• TASK REQUIREMENTS:
A – From the article on Canada's mission against ISIL, transcribe the passage starting at "OTTAWA — The" and ending at "against the motion.".
B – Using the article on Canada's mission against ISIL, decide whether each statement agrees with it. Answer yes or no for each and quote the words that settle it: (i) The motion supporting the reconfigured mission passed 178-147. (ii) The new mission cuts military personnel from 830 to 650. (iii) Stephen Harper voted for the motion.

• PROVIDED TEXT:
'''
OTTAWA — The House of Commons formally took Canada out of the combat mission against the Islamic State in a vote on Tuesday, but it comes as senior U.S. military commanders warn that the planned campaign to free Iraq's second-largest city will likely require more western military help, not less.
Thanks to the Liberal majority in the House, a motion in support of the reconfigured mission was passed by a margin of 178-147.
Former prime minister Stephen Harper, who presided over the launch of the original mission against ISIL, was on hand to vote against the motion.
The CF-18 fighter jets deployed to the Middle East in 2014 ended their bombing runs last month after the Liberals opted to focus instead on training local security forces and helping to rebuild the shattered region.
Prime Minister Justin Trudeau delivers a speech in the House of Commons on Parliament Hill in Ottawa on Wednesday, Feb. 17, 2016, regarding the ISIL motion. (Photo: Sean Kilpatrick/CP)
The new mission increases the complement of military personnel to 830 people, up from 650, to provide planning, targeting and intelligence expertise.
The "train, advise and assist" mission also triples in size, including additional medical personnel and equipment including small arms, ammunition and optics to assist in training Iraqi security forces, mostly in the Kurdish north.
Prime Minister Justin Trudeau has insisted from the outset that the mission does not constitute combat, although military officials have acknowledged Canadian trainers will likely face "engagements" with enemy combatants.
Sajjan: Troops can defend themselves
Defence Minister Harjit Sajjan said the rules laid down for trainers will give them the right to shoot first at extremists in a limited set of circumstances that fall under the umbrella of self defence.
"If there is a threat posed, our troops have the ability to defend themselves," he said. "There are many different aspects on how the rules of engagement can work."
NDP Leader Tom Mulcair wasn't buying it.
"The minister is trying to put lipstick on a pig," he said. "What we have here is a combat mission. We know it's a combat mission. We've been describing it as such since the beginning and it's an insult to the brave women and men in uniform to call it anything but."
Both Sajjan and the country's top military commander, Gen. Jonathan Vance, say the highly trained troops will not be allowed to accompany Kurdish forces into battle, nor undertake offensive operations.
The policy stands in contrast to the U.S., which has deployed roughly 200 elite U.S. Army Delta Force commandos, who conducted a recent mission that led to the capture of a high-level ISIL commander.
'''
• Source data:
'''
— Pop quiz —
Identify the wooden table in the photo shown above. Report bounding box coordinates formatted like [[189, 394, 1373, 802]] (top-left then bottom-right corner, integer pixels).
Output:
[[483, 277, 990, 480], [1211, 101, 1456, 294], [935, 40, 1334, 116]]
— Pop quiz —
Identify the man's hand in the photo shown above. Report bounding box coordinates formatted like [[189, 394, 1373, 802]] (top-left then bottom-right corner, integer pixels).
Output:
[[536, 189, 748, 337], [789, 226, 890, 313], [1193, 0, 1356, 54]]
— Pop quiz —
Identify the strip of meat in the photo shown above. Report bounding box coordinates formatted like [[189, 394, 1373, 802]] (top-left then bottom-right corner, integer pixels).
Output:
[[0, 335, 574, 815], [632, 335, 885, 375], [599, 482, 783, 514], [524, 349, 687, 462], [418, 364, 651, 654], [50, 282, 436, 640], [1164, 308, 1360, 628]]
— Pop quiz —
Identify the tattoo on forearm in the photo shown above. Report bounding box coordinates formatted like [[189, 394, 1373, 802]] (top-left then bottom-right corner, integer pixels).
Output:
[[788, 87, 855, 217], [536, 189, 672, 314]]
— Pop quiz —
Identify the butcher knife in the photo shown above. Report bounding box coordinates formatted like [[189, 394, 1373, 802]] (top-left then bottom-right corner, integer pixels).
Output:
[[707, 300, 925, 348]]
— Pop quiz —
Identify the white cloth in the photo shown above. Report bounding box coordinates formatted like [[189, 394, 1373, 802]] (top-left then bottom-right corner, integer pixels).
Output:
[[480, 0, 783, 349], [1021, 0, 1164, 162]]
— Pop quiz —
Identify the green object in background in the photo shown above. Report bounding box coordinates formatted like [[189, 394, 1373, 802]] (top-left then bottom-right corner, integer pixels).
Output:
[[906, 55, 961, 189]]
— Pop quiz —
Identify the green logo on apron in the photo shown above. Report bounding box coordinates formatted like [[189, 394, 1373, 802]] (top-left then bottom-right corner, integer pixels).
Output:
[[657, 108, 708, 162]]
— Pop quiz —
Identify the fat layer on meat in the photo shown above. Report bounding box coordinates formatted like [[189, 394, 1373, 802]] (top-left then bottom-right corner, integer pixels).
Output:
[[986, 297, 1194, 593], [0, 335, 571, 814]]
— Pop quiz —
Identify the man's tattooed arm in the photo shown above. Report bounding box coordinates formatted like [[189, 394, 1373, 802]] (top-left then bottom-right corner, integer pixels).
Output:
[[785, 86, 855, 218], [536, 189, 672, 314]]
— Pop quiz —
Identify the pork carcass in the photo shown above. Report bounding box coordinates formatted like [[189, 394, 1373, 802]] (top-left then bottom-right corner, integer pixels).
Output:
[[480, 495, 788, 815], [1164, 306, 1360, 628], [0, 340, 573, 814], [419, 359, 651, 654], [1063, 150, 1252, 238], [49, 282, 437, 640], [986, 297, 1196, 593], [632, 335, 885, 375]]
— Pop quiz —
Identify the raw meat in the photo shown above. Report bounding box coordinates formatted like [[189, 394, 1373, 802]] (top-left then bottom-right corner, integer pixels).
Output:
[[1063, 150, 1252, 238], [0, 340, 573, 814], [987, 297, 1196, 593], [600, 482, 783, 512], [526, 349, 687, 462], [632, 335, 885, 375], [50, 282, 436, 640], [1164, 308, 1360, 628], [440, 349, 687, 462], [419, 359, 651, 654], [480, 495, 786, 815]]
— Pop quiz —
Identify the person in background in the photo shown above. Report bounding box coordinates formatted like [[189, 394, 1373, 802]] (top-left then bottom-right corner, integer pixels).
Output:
'''
• ANSWER SET:
A –
OTTAWA — The House of Commons formally took Canada out of the combat mission against the Islamic State in a vote on Tuesday, but it comes as senior U.S. military commanders warn that the planned campaign to free Iraq's second-largest city will likely require more western military help, not less.
Thanks to the Liberal majority in the House, a motion in support of the reconfigured mission was passed by a margin of 178-147.
Former prime minister Stephen Harper, who presided over the launch of the original mission against ISIL, was on hand to vote against the motion.

B –
(i) Yes: "a motion in support of the reconfigured mission was passed by a margin of 178-147."
(ii) No: "The new mission increases the complement of military personnel to 830 people, up from 650"
(iii) No: "was on hand to vote against the motion."